--- Passage for review ---

Set to propose a bill to regulate traditional medicine practice in Nigeria
The Federal Ministry of Health, (FMOH) has said that it is set to propose a Bill for an Act to provide for the establishment of Complementary and Alternative Medicine (CAM).
The Permanent Secretary of the Ministry, Abdulaziz Mashi Abdulaziz said this at a two-day CAM Stakeholders Forum on Wednesday in Abuja, organised by the African Traditional Medicine Department of the Ministry of Health.
At the forum with the theme: CAM Practices in Health Care, Abdulaziz said that the bill would provide an opportunity for the rapid development and integration of complementary and alternative medicine into the healthcare delivery system, which was seen as integrative medicine.
He said that the bill would seek to encourage, promote and regulate traditional medicine practice in Nigeria.
The permanent secretary said that complementary and alternative medicine which was also known as traditional medicine was very important to health care delivery.
According to him, there are people that provide complementary and alternative medicine services across the length and breadth of Nigeria.
“I believe most of us here have benefited from the knowledge and experience of those people, especially in the rural areas.

--- Supplied information ---

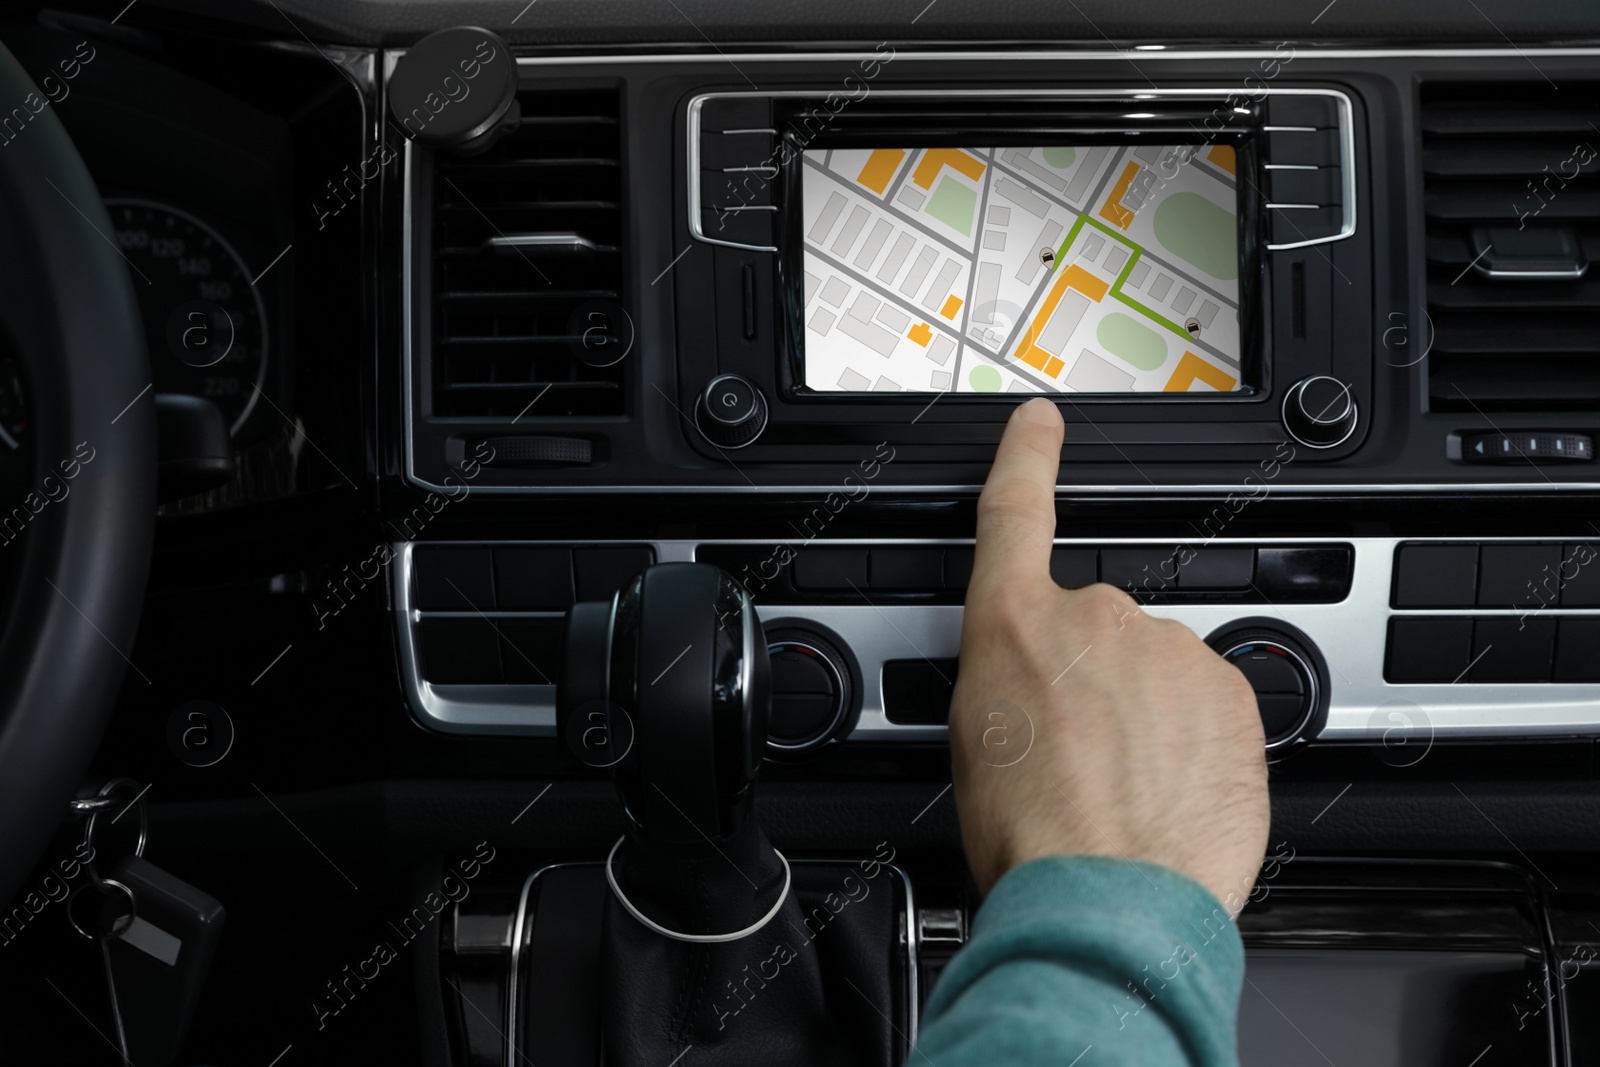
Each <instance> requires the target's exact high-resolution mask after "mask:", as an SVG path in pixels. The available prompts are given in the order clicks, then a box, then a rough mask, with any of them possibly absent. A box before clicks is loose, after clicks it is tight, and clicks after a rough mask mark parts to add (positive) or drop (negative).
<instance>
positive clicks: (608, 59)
mask: <svg viewBox="0 0 1600 1067" xmlns="http://www.w3.org/2000/svg"><path fill="white" fill-rule="evenodd" d="M1299 48H1304V50H1306V58H1309V59H1526V58H1528V56H1530V54H1538V56H1549V58H1562V56H1566V58H1573V59H1582V58H1590V56H1600V48H1597V46H1538V45H1530V46H1528V48H1320V46H1317V45H1315V43H1301V45H1299ZM400 53H403V50H398V51H397V53H395V54H400ZM1296 56H1298V53H1296ZM1283 58H1285V56H1283V53H1282V51H1277V50H1266V48H1261V46H1254V48H1251V46H1243V48H1216V46H1211V48H1184V46H1181V45H1166V46H1163V48H1162V50H1160V51H1144V50H1134V48H1126V50H1122V48H1085V50H1074V48H1048V50H1018V51H1006V50H1003V48H992V50H971V51H894V53H893V61H894V62H904V61H910V62H987V61H995V59H1003V61H1048V62H1093V61H1107V62H1128V61H1134V59H1136V61H1139V62H1144V61H1149V59H1176V61H1184V62H1194V61H1198V59H1283ZM864 59H878V61H883V53H878V51H843V50H840V51H792V53H779V51H741V53H726V51H720V50H718V51H717V53H670V54H648V56H645V54H610V56H606V54H594V56H518V58H517V66H518V67H528V69H530V70H531V69H538V67H587V66H606V67H611V66H618V64H626V66H635V64H694V62H702V64H707V66H712V64H723V62H739V61H742V62H840V61H845V62H861V61H864Z"/></svg>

---

## Problems to work on
• A. Switch "two-day" to "three-day" and write out the traditional medicine bill report again, starting with "The Permanent Secretary of" and going on through "as integrative medicine.".
• B. Carry on the news report about the proposed traditional medicine bill after its last sentence.

## Answers by item
• A.
The Permanent Secretary of the Ministry, Abdulaziz Mashi Abdulaziz said this at a three-day CAM Stakeholders Forum on Wednesday in Abuja, organised by the African Traditional Medicine Department of the Ministry of Health.
At the forum with the theme: CAM Practices in Health Care, Abdulaziz said that the bill would provide an opportunity for the rapid development and integration of complementary and alternative medicine into the healthcare delivery system, which was seen as integrative medicine.

• B.
“In fact, a lot of people rely on it for their medical needs and others rely on it as their source of income and livelihood.
“The challenge is that there is no legislation to regulate the practice of this highly important and sensitive activity,” he said.
Abdulaziz said that lack of regulation exposed the practice to “unethical, crude and sharp practices by quacks who know nothing in the field of complementary and alternative medicine’’.
This, he said, could lead to dire consequences which were better imagined rather than experienced.
He further said that people had suffered a lot in the hands of fake traditional medical practitioners while some had even lost loved ones.
“The purpose of the bill is to establish, regulate, monitor and create an acceptable standard in alternative and traditional medicine industry as well as eliminate quacks.
“The ministry will implement all those recommendations and there will be many other benefits which include `saving people’s lives by eliminating quacks’.
He said that the World Health Organisation (WHO) made recommendations to all member countries at a congress of traditional medicine held in Beijing, China.
The recommendations, he said, were that each nation should have a national policy on complementary and alternative medicine as well as national regulation of traditional and herbal medicine.
The permanent secretary also said that the WHO recommended research on traditional, complementary and alternative medicine as well as its use in primary health care.
“Some countries around the world are already enjoying this kind of policy because herbal medicine can be found anywhere today in the world, at decent stores, and at conventional drug stores.
“That means income for the producer of that medicine as well as the originating country.
“In China, for example, herbal therapy is provided in state hospitals alongside conventional medicine, which means the two systems of traditional and western medicine need not clash.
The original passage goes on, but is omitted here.